[Items listed in a dataset]
==========

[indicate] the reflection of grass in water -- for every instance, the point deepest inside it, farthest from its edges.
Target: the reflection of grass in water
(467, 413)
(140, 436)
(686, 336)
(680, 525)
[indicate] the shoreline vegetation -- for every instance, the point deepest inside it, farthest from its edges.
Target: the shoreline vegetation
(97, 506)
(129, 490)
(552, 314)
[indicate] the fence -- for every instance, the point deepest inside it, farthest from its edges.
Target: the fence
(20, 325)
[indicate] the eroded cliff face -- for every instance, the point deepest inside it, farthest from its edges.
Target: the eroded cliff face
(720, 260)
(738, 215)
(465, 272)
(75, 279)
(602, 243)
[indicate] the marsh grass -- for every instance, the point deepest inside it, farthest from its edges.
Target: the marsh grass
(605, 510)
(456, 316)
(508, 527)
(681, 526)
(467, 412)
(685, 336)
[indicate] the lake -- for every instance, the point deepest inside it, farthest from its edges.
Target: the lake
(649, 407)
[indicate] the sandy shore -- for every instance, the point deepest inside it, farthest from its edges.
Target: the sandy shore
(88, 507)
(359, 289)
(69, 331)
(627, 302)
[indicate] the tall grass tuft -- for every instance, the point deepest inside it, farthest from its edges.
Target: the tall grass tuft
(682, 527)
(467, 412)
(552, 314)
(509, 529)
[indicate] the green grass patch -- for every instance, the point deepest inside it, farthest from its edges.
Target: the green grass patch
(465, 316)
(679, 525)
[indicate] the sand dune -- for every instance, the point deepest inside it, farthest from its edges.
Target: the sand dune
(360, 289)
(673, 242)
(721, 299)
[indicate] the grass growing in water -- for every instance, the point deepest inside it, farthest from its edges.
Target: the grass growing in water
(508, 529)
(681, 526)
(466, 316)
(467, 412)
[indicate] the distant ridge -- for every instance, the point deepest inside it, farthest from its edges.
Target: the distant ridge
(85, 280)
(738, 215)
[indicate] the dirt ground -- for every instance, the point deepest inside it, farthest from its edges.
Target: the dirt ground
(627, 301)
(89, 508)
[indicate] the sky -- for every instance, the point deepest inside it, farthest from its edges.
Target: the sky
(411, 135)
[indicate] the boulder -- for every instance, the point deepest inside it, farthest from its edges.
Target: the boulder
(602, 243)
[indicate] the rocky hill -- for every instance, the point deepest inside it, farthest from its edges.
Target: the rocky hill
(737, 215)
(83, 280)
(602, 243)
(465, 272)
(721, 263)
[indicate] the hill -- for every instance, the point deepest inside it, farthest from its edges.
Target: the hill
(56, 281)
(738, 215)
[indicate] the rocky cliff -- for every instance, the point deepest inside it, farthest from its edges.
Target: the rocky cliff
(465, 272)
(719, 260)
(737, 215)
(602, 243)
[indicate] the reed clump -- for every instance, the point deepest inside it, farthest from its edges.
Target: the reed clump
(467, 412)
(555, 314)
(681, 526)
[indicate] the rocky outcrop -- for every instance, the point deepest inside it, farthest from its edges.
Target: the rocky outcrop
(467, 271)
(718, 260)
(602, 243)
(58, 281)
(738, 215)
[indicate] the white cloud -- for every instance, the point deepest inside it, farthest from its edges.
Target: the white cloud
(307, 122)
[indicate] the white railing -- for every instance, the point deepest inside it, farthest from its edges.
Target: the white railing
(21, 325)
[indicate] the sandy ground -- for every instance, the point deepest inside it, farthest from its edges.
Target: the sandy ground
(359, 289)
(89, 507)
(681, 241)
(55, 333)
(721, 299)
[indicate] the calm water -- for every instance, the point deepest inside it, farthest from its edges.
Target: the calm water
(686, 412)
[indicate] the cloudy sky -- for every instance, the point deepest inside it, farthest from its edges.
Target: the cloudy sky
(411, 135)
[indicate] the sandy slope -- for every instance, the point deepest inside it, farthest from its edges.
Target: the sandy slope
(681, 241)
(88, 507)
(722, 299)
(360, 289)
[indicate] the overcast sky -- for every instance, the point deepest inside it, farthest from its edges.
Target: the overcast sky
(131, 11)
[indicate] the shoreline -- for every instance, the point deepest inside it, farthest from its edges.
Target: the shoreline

==========

_What the task asks_: The data above should be reproduced in full, word for word.

_Written solution_:
[indicate] the reflection of grass in water -- for every instance, the point deepest inside it, farthest from its edges.
Target: the reflection of grass in water
(467, 413)
(140, 436)
(686, 336)
(680, 525)
[indicate] the shoreline vegetation -- for every instance, the point deepest inside it, farthest from its edges.
Target: the shoreline vegetation
(97, 506)
(129, 490)
(552, 314)
[indicate] the fence -- for every instance, the point deepest inside it, farthest from its edges.
Target: the fence
(20, 325)
[indicate] the eroded cliff face -- for every instance, the point deepest inside it, farthest from its edges.
Target: the eroded cliff face
(720, 260)
(738, 215)
(465, 272)
(75, 279)
(602, 243)
[indicate] the marsh grass -- for every instance, the point deepest inside it, farthest from its edges.
Target: the marsh grass
(605, 510)
(456, 316)
(508, 527)
(681, 526)
(467, 412)
(685, 336)
[indicate] the lake -- for every instance, the point deepest inside it, farthest from its edges.
Target: the lake
(649, 407)
[indicate] the sandy shore -- for every instance, the point deepest inside it, farthest from its edges.
Target: the sandy shore
(88, 507)
(359, 289)
(69, 331)
(627, 302)
[indicate] the tall grass tuft -- for every instance, the point deepest inside it, farthest from its edges.
Target: the tall grass tuft
(682, 527)
(467, 412)
(552, 314)
(509, 529)
[indicate] the green grass patch -- for every instance, the point deepest inside it, farthest from its edges.
Target: the green grass patch
(465, 316)
(679, 525)
[indicate] the sand dune -- for every instance, the point deepest inside it, farthest from its edges.
Target: the sand dune
(360, 289)
(673, 242)
(721, 299)
[indicate] the grass growing in water -- for every instance, the point deepest inside it, farthest from its edges.
Target: the grass growing in water
(508, 529)
(681, 526)
(466, 316)
(467, 412)
[indicate] the distant ridge -- for every instance, the point deepest inside it, farthest from its edges.
Target: the distant ridge
(85, 280)
(738, 215)
[indicate] the dirt ground -- for every instance, the point deepest inside it, farthest from its edges.
Target: the dirt ground
(627, 301)
(89, 508)
[indicate] the sky -- for every instance, the point deepest inside it, farthest from its edges.
Target: the sky
(411, 135)
[indicate] the boulder -- for every instance, the point deepest inside it, farthest from its edges.
Target: the boulder
(602, 243)
[indicate] the rocky hill -- for every instance, the point deepest inside it, farthest from its edges.
Target: the rocky hill
(737, 215)
(83, 280)
(602, 243)
(465, 272)
(721, 263)
[indicate] the hill -- for every instance, the point deepest inside it, farthest from its edges.
Target: the hill
(56, 281)
(738, 215)
[indicate] the rocky cliff -- for every instance, the point deepest inside it, farthest from its edges.
Target: the rocky cliff
(465, 272)
(719, 260)
(737, 215)
(602, 243)
[indicate] the reed clump -- for every instance, the point deepest inside it, farthest from its edges.
Target: the reed clump
(467, 412)
(555, 314)
(681, 526)
[indicate] the rocky outcrop -- for every instance, the point deepest inside it, farthest from its edges.
Target: the rocky outcrop
(467, 271)
(718, 260)
(602, 243)
(58, 281)
(738, 215)
[indicate] the white cloud -- for every instance, the point deepest inside it, farthest from its edges.
Target: the white cloud
(307, 122)
[indicate] the white railing -- for every instance, the point deepest inside it, farthest from its edges.
Target: the white railing
(21, 325)
[indicate] the sandy ground -- for every instance, the point deepest inside it, farthest from its edges.
Target: the sandy ground
(359, 289)
(89, 507)
(681, 241)
(55, 333)
(721, 299)
[indicate] the calm water -- for every instance, the point deepest inside it, farthest from its edges.
Target: the calm water
(686, 412)
[indicate] the cloudy sky -- for every instance, the point deepest inside it, farthest from its edges.
Target: the cloudy sky
(411, 135)
[indicate] the sandy slope -- for every instance, the point deepest inside it, farthest from its edges.
Target: the sandy slope
(681, 241)
(88, 507)
(722, 299)
(360, 289)
[indicate] the overcast sky -- for every instance, the point deepest inside it, farthest from its edges.
Target: the overcast sky
(131, 11)
[indicate] the shoreline -- for every instance, the point deepest inside it, farthest from its edges.
Target: the shoreline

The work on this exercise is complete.